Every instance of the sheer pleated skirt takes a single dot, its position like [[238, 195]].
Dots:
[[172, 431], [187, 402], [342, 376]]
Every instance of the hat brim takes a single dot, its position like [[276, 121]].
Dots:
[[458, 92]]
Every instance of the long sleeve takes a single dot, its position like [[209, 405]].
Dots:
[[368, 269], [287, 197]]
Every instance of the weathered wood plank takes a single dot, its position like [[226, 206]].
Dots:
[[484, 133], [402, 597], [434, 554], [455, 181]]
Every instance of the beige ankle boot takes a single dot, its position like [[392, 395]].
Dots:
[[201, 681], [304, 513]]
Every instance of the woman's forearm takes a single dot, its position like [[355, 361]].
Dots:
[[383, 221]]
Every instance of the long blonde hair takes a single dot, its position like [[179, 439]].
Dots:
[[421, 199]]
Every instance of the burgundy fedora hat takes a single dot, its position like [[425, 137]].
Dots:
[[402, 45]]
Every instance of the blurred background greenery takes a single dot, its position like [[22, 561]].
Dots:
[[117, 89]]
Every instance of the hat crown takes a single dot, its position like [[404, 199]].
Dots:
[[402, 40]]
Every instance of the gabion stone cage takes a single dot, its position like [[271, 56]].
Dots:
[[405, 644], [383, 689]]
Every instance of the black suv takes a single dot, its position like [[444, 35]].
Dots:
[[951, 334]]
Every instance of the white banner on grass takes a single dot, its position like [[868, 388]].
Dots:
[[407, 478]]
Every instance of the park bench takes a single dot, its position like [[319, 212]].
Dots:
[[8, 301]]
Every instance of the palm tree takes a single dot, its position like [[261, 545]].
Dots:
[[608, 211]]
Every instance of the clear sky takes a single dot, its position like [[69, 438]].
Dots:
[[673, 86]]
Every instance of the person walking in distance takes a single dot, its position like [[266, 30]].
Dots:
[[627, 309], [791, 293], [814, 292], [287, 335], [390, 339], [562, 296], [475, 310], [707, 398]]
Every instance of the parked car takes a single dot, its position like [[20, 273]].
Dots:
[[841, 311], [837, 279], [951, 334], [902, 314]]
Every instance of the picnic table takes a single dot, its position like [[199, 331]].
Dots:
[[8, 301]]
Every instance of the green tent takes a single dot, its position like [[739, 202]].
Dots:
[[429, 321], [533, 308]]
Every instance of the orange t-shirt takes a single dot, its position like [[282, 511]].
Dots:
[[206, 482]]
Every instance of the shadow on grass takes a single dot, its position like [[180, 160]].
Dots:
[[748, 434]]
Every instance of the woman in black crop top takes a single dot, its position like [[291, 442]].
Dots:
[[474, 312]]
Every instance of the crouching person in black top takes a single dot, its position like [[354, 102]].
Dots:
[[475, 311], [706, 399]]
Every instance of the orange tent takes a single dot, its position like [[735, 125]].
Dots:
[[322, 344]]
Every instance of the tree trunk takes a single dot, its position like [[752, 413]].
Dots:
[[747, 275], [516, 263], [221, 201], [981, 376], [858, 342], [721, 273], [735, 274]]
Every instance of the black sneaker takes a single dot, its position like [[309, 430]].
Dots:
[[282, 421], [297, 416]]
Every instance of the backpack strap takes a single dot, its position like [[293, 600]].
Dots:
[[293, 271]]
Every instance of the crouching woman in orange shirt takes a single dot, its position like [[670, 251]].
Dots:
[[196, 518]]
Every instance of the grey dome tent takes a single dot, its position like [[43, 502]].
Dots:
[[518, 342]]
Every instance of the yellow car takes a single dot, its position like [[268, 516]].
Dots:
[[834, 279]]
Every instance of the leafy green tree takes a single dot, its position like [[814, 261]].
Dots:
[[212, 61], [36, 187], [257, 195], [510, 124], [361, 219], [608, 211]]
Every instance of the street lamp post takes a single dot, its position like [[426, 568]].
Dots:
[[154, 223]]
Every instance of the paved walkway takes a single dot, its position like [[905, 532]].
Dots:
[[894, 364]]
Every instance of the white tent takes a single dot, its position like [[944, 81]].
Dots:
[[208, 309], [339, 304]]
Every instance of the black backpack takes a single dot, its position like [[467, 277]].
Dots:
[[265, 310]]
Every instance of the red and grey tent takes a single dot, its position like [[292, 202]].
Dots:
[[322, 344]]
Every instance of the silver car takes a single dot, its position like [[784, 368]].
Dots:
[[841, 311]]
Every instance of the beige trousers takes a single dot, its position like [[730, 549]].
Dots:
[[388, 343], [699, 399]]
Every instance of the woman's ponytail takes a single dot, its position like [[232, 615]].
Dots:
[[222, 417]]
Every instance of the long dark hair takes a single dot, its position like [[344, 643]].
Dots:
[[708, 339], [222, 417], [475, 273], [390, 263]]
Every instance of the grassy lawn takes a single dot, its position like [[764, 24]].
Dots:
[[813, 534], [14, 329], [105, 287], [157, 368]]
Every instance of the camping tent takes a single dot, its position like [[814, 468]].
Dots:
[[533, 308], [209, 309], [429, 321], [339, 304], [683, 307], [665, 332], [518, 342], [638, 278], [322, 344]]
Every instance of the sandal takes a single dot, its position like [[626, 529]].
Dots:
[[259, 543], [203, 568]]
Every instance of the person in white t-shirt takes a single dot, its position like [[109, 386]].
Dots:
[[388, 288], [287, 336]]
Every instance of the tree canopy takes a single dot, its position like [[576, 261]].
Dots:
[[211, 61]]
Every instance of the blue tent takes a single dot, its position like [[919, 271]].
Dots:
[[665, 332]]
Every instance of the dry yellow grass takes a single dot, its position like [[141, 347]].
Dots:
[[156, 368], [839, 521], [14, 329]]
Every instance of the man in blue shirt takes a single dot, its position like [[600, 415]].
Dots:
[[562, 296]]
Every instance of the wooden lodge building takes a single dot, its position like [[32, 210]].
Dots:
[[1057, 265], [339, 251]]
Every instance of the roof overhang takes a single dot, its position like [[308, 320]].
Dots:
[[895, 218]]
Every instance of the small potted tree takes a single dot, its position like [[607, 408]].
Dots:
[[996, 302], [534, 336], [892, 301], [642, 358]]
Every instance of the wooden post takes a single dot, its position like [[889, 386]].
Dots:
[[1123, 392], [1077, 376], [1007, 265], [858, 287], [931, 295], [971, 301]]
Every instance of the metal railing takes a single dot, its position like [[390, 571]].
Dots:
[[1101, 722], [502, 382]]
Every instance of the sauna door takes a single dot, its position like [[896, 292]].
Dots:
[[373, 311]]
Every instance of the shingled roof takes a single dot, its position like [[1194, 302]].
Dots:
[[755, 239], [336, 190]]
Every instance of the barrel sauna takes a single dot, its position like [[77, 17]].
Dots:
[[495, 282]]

* Exercise instructions
How many lines of the listing above hold "person"? Answer with the number alone.

* Written answer
3